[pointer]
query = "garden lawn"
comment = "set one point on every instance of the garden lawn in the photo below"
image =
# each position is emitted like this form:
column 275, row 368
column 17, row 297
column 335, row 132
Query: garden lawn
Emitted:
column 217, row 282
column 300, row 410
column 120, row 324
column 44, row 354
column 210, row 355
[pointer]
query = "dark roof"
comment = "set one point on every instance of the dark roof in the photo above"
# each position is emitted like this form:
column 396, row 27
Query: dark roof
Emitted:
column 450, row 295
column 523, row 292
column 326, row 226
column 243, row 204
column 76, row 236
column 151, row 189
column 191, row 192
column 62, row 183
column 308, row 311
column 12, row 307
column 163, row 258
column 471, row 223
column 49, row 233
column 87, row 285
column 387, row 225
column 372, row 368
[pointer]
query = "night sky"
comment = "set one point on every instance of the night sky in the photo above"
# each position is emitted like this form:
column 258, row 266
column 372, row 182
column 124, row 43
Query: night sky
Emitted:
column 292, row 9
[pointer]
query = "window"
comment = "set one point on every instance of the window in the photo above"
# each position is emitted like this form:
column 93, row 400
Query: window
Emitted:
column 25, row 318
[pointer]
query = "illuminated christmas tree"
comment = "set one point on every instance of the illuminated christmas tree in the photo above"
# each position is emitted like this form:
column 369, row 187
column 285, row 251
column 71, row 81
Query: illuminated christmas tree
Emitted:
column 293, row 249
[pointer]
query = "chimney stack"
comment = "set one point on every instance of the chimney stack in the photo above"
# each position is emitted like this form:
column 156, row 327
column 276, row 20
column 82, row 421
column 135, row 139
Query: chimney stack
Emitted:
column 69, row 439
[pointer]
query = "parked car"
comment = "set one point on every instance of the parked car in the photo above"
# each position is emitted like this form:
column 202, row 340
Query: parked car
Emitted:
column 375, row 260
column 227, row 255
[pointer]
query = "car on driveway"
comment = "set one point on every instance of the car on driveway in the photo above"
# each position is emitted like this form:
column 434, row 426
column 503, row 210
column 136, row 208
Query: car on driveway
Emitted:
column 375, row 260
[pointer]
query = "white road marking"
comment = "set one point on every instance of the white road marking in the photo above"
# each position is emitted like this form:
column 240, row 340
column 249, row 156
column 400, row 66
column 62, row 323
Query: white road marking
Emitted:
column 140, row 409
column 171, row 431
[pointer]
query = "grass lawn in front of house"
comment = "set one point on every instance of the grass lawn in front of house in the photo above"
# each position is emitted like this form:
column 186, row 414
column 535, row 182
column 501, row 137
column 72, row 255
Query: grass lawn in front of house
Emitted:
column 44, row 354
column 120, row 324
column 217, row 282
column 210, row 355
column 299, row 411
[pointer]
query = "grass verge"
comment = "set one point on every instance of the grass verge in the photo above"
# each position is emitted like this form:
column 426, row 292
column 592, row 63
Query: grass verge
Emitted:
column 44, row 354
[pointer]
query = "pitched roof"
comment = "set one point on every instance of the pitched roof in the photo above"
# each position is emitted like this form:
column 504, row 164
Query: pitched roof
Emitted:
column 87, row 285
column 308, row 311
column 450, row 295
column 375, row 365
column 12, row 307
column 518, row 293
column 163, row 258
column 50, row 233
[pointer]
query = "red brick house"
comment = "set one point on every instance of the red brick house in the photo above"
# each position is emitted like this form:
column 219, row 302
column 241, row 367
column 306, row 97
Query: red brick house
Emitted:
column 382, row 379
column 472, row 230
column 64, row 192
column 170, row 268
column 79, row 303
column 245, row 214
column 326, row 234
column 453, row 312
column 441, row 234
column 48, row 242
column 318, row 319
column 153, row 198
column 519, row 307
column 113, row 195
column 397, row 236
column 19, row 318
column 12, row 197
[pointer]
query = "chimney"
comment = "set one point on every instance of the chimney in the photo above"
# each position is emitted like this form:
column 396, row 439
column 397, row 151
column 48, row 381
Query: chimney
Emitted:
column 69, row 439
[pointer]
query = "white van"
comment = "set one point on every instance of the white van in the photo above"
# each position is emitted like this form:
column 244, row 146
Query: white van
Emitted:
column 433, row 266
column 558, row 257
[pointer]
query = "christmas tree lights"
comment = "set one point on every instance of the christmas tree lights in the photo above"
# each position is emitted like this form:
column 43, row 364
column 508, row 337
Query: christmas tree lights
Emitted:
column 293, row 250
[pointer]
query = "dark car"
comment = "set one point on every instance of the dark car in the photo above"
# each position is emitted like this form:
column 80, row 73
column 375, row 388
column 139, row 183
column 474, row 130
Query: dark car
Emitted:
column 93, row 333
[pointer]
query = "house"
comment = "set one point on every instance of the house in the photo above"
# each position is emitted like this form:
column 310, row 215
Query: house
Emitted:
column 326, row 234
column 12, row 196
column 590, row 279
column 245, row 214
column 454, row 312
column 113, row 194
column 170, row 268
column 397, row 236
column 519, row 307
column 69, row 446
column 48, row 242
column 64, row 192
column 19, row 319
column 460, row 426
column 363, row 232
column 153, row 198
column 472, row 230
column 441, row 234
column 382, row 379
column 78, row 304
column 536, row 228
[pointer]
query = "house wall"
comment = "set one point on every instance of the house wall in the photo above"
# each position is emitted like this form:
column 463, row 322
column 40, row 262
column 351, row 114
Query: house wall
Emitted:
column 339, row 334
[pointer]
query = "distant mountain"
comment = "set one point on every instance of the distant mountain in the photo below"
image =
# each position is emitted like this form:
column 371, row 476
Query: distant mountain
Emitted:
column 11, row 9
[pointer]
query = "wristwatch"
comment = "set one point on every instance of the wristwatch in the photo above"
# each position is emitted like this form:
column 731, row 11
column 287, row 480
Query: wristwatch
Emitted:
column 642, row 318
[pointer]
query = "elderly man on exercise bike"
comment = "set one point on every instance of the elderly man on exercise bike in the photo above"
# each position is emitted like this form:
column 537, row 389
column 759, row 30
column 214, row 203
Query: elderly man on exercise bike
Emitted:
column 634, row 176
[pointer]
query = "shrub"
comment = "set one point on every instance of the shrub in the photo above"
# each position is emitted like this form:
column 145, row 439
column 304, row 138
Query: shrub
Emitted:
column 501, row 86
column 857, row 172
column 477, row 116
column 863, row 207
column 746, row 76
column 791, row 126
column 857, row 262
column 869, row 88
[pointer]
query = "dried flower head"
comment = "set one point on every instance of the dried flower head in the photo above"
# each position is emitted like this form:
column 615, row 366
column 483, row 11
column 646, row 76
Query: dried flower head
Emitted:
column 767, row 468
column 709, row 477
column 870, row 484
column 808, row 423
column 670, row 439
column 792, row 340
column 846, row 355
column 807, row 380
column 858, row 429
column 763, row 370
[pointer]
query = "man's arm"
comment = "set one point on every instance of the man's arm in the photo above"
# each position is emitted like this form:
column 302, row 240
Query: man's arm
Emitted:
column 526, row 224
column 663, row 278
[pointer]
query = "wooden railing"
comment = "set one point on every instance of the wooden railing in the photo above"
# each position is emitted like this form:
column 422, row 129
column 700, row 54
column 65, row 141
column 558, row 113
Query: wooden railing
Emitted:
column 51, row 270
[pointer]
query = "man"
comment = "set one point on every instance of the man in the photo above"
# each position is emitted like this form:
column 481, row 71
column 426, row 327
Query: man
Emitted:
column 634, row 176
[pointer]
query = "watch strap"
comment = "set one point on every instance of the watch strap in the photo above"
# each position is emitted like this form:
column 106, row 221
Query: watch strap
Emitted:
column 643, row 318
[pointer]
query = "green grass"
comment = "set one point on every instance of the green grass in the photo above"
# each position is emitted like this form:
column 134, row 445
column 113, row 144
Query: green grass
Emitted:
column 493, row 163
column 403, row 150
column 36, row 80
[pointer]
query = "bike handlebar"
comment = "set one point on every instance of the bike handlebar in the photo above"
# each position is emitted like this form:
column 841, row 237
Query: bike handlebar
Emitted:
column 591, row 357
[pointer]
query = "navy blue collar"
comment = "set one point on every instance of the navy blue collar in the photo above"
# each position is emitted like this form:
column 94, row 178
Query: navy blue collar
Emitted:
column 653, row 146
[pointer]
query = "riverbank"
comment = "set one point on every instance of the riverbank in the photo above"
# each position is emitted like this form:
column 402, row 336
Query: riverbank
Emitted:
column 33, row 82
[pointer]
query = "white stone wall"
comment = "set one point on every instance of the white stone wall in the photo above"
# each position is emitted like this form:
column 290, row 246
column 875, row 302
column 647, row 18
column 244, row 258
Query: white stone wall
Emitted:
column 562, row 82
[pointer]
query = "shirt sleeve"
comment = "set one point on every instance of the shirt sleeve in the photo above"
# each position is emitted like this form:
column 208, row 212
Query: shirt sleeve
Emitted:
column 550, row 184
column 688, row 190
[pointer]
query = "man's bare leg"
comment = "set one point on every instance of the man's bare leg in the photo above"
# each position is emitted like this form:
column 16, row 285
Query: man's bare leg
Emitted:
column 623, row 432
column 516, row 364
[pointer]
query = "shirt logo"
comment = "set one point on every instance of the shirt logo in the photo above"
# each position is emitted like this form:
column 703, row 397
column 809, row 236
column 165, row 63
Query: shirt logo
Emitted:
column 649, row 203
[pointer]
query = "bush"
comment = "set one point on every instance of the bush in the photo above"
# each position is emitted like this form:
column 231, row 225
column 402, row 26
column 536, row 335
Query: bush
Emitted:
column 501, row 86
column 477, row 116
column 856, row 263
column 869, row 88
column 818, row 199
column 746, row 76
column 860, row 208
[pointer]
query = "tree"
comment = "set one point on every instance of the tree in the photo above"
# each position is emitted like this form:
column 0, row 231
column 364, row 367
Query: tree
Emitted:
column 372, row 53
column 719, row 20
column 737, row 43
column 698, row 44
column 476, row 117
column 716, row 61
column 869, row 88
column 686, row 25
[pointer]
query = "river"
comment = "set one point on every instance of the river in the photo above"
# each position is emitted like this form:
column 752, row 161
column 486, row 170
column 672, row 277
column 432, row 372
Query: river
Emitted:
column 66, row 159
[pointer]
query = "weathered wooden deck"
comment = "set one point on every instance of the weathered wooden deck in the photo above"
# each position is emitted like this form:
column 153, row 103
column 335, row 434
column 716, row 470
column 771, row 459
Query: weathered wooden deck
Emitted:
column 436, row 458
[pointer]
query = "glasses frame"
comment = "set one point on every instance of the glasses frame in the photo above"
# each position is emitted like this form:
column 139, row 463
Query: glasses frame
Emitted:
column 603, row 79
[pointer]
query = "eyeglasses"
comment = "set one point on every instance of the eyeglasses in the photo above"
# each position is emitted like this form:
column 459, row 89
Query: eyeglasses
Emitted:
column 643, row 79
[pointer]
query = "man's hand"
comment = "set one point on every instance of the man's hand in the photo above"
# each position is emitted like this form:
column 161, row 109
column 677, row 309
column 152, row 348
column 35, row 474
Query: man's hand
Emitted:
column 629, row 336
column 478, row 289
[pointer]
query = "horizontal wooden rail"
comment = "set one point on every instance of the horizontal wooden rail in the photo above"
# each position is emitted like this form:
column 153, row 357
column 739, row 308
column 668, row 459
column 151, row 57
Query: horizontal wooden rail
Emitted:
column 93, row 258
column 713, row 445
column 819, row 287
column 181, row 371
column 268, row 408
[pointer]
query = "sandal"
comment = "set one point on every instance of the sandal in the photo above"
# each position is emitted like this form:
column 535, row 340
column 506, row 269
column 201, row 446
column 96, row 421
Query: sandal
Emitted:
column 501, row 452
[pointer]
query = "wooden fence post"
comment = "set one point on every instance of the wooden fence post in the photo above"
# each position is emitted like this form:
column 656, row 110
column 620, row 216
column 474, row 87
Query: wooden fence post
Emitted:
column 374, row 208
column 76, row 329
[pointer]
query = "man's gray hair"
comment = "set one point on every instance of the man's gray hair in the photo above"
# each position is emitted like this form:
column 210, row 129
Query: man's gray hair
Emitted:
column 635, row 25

..............................

#### Task requirements
Over the whole listing above, how many lines contain the string "house"? The answer is that number alone.

#### Written solution
12